**DESCRIPTION OF THE TASK:** Please restate the records that follow exactly, skipping their images.

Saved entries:
Segment Open

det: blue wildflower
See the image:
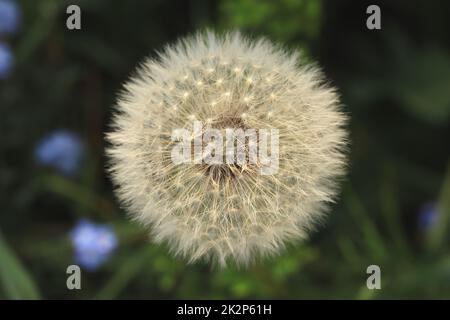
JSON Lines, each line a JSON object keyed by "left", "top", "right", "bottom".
{"left": 70, "top": 219, "right": 118, "bottom": 271}
{"left": 35, "top": 130, "right": 84, "bottom": 176}
{"left": 418, "top": 203, "right": 438, "bottom": 230}
{"left": 0, "top": 42, "right": 13, "bottom": 79}
{"left": 0, "top": 0, "right": 21, "bottom": 35}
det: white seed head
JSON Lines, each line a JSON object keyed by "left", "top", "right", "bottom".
{"left": 106, "top": 31, "right": 348, "bottom": 267}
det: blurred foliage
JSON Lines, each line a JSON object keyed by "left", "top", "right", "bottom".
{"left": 0, "top": 0, "right": 449, "bottom": 299}
{"left": 218, "top": 0, "right": 322, "bottom": 41}
{"left": 218, "top": 0, "right": 322, "bottom": 57}
{"left": 0, "top": 232, "right": 40, "bottom": 299}
{"left": 345, "top": 28, "right": 450, "bottom": 126}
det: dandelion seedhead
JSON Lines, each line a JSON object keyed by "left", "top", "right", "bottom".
{"left": 106, "top": 31, "right": 348, "bottom": 267}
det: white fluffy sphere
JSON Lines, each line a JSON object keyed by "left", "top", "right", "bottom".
{"left": 106, "top": 31, "right": 348, "bottom": 267}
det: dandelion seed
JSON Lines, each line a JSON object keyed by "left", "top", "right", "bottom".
{"left": 106, "top": 31, "right": 348, "bottom": 267}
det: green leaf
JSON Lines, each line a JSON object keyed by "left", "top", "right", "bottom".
{"left": 344, "top": 184, "right": 387, "bottom": 262}
{"left": 0, "top": 232, "right": 41, "bottom": 299}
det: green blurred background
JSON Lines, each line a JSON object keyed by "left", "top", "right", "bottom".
{"left": 1, "top": 0, "right": 450, "bottom": 299}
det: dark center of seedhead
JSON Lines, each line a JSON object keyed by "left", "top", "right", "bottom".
{"left": 198, "top": 114, "right": 259, "bottom": 185}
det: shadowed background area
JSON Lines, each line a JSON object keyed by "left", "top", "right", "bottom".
{"left": 0, "top": 0, "right": 449, "bottom": 299}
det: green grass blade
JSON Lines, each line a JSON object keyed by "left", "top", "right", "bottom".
{"left": 0, "top": 232, "right": 41, "bottom": 300}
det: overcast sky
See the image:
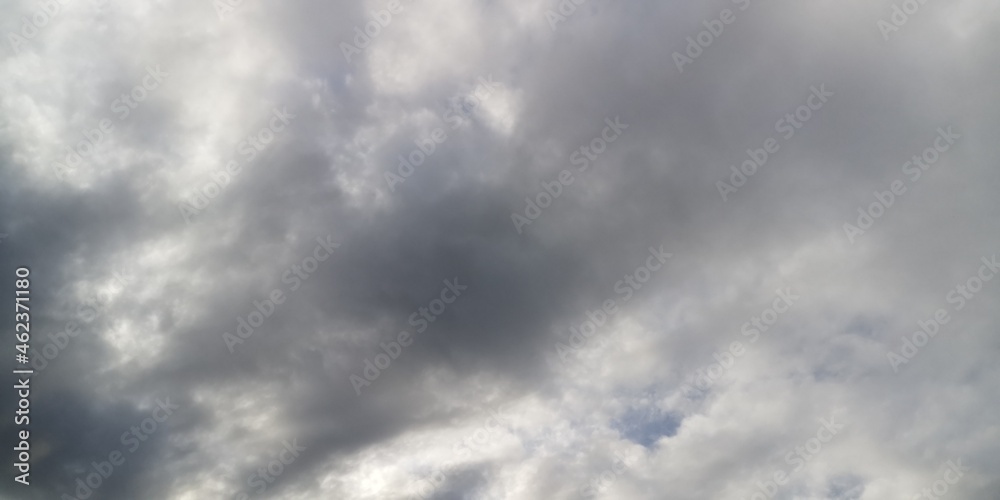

Segment Closed

**ANSWER TO THE PROBLEM:**
det: blue wildflower
See the image:
JSON Lines, each line a JSON object keyed by "left", "top", "right", "bottom".
{"left": 70, "top": 219, "right": 118, "bottom": 271}
{"left": 35, "top": 130, "right": 84, "bottom": 176}
{"left": 418, "top": 203, "right": 438, "bottom": 230}
{"left": 0, "top": 42, "right": 13, "bottom": 79}
{"left": 0, "top": 0, "right": 21, "bottom": 35}
det: white seed head
JSON Lines, each line a JSON object keyed by "left", "top", "right", "bottom".
{"left": 106, "top": 31, "right": 348, "bottom": 267}
det: blurred foliage
JSON Lines, each line a JSON object keyed by "left", "top", "right", "bottom".
{"left": 0, "top": 0, "right": 449, "bottom": 299}
{"left": 218, "top": 0, "right": 322, "bottom": 41}
{"left": 218, "top": 0, "right": 322, "bottom": 57}
{"left": 0, "top": 232, "right": 40, "bottom": 299}
{"left": 345, "top": 28, "right": 450, "bottom": 126}
det: dandelion seedhead
JSON Lines, each line a JSON object keyed by "left", "top", "right", "bottom".
{"left": 106, "top": 31, "right": 348, "bottom": 267}
det: white fluffy sphere
JSON Lines, each line a JSON object keyed by "left", "top", "right", "bottom".
{"left": 106, "top": 31, "right": 348, "bottom": 267}
det: dandelion seed
JSON Lines, each line a JSON object keyed by "left", "top", "right", "bottom".
{"left": 106, "top": 31, "right": 348, "bottom": 267}
det: green leaf
JSON Lines, each line a JSON object keyed by "left", "top", "right", "bottom".
{"left": 344, "top": 184, "right": 387, "bottom": 262}
{"left": 0, "top": 232, "right": 41, "bottom": 299}
det: green blurred background
JSON Lines, each line a JSON object keyed by "left", "top", "right", "bottom".
{"left": 1, "top": 0, "right": 450, "bottom": 299}
det: dark center of seedhead
JSON Lines, each line a JSON object keyed by "left", "top", "right", "bottom".
{"left": 198, "top": 114, "right": 259, "bottom": 185}
det: shadowed background area
JSON Lines, each line a JSON object keyed by "left", "top", "right", "bottom".
{"left": 0, "top": 0, "right": 449, "bottom": 299}
det: green grass blade
JSON Lines, each line a JSON object keyed by "left", "top", "right", "bottom".
{"left": 0, "top": 232, "right": 41, "bottom": 300}
det: overcast sky
See the image:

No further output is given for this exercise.